Строгость доказательства и странность доказуемого вместе образуют
критерий интересного, предполагающий бытие между взаимоисключающими
вещами.

– Тогда именно строгость доказательства выступает своеобразной
разновидностью «бритвы Оккама»?

– Конечно, но иначе мы обречены на произвол бреда, бессмыслицы,
пустословия, умножения пустот.

– Но ведь в языке невозможна бессмысленность… Семантическая
замкнутость языка не позволяет высказывать абсурд.

– Позволяет. Под бессмысленностью я имею в виду следующее: например,
Велимир Хлебников придумал более десятка тысяч новых слов, в том
числе ряд гениальных, но далеко не все из них обладают внутренней
напряжённостью сочетаемых морфем. Напряжение – это неслиянность
и нераздельность, то есть одновременно и неожиданность, и осмысленность
сочетания трудносочетаемых частей. Не любое новое слово или высказывание
осмысленно. Нужно различать – в этом наша святая обязанность.

– Но каков критерий различения?

[ИСХОДНЫЕ ДАННЫЕ]
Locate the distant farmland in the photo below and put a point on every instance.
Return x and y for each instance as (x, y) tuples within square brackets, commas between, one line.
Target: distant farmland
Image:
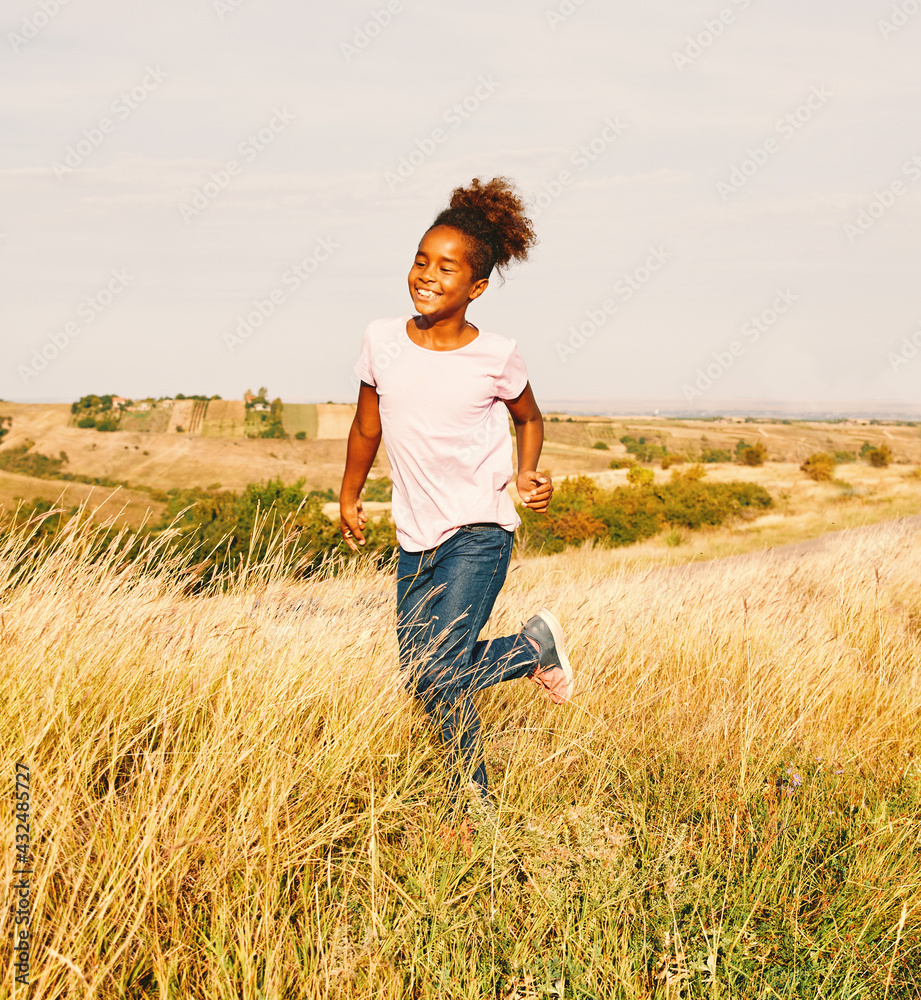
[(298, 417), (229, 418)]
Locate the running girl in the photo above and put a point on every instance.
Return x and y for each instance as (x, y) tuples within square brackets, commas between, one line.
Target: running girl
[(431, 385)]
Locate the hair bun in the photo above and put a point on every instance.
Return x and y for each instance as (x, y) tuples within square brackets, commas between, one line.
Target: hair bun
[(492, 217)]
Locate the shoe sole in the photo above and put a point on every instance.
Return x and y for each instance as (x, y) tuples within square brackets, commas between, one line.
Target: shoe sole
[(559, 640)]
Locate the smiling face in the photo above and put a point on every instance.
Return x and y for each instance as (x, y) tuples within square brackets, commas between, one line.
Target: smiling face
[(441, 280)]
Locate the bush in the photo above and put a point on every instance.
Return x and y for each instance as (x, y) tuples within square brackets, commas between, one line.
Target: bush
[(820, 466), (581, 511), (638, 476), (751, 454), (641, 450)]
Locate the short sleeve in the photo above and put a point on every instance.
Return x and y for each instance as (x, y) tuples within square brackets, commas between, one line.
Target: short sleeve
[(363, 367), (514, 376)]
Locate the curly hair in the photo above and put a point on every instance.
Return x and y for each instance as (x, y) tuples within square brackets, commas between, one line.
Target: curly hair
[(492, 219)]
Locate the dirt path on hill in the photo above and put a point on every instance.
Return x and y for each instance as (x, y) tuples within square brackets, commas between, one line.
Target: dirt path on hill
[(827, 542)]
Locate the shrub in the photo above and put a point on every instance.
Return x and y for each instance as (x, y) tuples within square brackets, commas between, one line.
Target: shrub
[(819, 466), (638, 476), (751, 454), (641, 450), (582, 512)]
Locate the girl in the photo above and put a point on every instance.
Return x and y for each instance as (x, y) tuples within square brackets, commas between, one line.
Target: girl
[(431, 384)]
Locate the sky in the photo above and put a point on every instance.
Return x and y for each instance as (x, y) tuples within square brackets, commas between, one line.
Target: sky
[(205, 196)]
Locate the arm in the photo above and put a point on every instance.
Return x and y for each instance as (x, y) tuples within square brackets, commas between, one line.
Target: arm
[(535, 490), (364, 440)]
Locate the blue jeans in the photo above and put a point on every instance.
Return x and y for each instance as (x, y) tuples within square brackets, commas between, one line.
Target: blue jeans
[(444, 598)]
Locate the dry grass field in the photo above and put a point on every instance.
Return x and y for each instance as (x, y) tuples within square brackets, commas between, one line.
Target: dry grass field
[(232, 797)]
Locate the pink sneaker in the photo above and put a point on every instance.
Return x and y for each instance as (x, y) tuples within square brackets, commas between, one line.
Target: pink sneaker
[(553, 671)]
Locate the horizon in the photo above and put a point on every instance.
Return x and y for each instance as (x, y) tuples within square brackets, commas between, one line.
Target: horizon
[(727, 195)]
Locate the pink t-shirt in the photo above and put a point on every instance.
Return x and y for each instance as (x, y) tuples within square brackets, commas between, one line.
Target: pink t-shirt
[(445, 429)]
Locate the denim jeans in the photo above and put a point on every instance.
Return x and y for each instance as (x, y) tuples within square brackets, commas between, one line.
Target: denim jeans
[(444, 598)]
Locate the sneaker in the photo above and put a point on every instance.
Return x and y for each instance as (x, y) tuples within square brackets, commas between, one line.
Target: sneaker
[(553, 671)]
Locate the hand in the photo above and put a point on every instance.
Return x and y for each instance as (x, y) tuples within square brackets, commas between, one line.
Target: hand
[(352, 520), (535, 491)]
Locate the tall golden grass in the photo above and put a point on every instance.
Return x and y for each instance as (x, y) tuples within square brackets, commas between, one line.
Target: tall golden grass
[(233, 796)]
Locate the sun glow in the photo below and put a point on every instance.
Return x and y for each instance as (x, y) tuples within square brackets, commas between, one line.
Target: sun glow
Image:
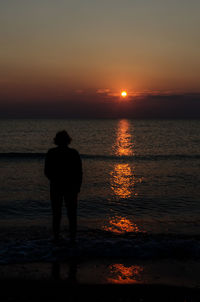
[(124, 94)]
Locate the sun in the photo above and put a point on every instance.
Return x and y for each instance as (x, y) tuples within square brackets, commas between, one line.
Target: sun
[(124, 94)]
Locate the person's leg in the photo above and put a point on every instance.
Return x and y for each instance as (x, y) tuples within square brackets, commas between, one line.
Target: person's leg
[(71, 204), (56, 205)]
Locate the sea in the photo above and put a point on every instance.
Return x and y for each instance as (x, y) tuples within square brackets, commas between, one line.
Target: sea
[(140, 197)]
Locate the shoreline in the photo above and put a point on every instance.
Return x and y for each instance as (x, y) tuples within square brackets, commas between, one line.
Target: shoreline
[(128, 272)]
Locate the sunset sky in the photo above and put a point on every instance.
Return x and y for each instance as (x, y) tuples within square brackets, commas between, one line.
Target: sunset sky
[(84, 53)]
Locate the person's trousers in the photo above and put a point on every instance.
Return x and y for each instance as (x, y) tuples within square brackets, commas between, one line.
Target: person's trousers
[(57, 195)]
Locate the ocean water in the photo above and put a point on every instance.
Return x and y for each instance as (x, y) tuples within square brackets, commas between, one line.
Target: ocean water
[(140, 196)]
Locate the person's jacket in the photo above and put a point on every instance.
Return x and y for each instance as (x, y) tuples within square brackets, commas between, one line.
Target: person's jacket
[(63, 167)]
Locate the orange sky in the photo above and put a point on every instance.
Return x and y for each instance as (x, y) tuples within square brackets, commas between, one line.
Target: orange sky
[(58, 49)]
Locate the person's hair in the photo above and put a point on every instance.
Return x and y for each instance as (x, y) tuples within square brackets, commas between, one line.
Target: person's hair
[(62, 138)]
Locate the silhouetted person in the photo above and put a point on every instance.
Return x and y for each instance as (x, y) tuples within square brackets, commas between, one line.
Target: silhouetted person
[(63, 168)]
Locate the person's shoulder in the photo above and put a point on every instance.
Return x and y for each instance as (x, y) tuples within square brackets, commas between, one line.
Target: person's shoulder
[(74, 152), (52, 150)]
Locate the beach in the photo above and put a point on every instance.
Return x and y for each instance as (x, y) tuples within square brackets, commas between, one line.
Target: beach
[(79, 280), (138, 213)]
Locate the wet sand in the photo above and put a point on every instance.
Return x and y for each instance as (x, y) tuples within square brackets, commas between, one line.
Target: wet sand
[(103, 280)]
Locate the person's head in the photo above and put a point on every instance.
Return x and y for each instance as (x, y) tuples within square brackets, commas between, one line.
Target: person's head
[(62, 138)]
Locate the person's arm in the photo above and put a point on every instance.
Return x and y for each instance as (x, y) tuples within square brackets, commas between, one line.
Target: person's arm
[(79, 171), (47, 166)]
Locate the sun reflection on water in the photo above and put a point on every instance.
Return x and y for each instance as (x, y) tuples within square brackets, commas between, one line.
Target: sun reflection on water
[(120, 225), (122, 179), (121, 274), (123, 144)]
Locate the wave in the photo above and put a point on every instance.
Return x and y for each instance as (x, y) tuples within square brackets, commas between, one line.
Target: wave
[(156, 157), (134, 247)]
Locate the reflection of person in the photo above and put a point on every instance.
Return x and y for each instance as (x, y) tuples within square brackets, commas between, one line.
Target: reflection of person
[(63, 168)]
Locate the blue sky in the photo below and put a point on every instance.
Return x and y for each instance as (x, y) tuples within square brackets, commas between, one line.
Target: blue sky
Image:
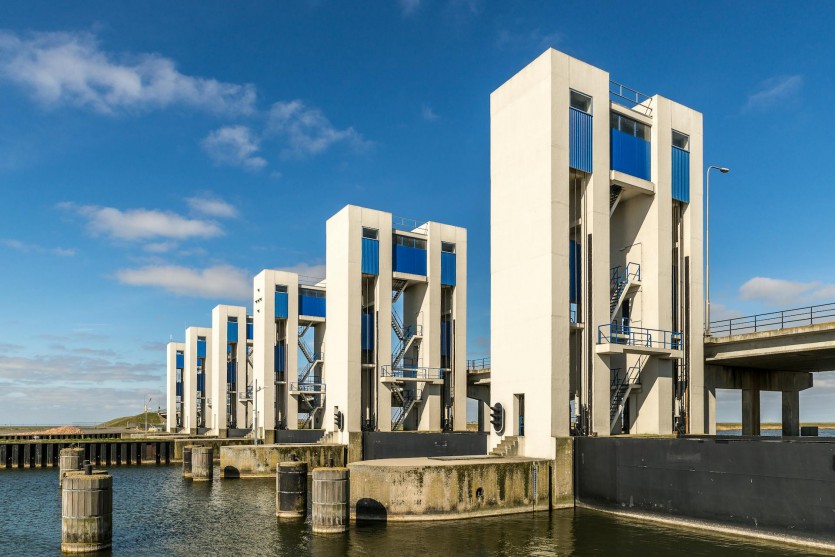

[ЗАДАНИЯ]
- A) Сколько новых слов придумал Велимир Хлебников, согласно беседе о строгости доказательства?
- B) Пожалуйста, продолжите беседу о строгости доказательства, начав сразу после её последней реплики.
Записи — самостоятельный материал, отдельный от текста.

[ОТВЕТЫ]
- A) Более десятка тысяч.

- B)
– Смысловая взрывчатость – и при этом внутренняя необходимость,
органика целого. Если я скажу «траммасам» или «дрнукша», то это
просто бессмыслица, и совсем другое, если у Хлебникова рождается
слово вещьбище – место, где лежат вещи, пребывают
в стадном состоянии, пасутся; по аналогии с пастбищем
и лежбищем. Абсолютный критерий осмысленности
суждения дать невозможно. Творческий акт непредсказуем. Я создал
больше тысячи слов в рамках проекта «Дар слова» и знаю, что каждый
раз это случается по-новому.

– Планируется издание словаря?

– Да, у меня есть договор с издательством «Русский язык». Возможно,
словарь будет называться «Языководство. Словарь лексических и
концептуальных возможностей русского языка». Или: «Дар слова.
Проективный словарь русского языка». Образование новых слов всегда
происходит по-разному. Но есть одна особенность – новые слова
приходят гнёздами, ассоциативно. Я также работаю с грамматическими
категориями, пытаясь расширить их потенциал в языке (например,
категория переходности, причастия будущего времени). Желающие
могут посмотреть «Дар слова» на интернете http://www.russ.ru/antolog/intelnet/dar0.html.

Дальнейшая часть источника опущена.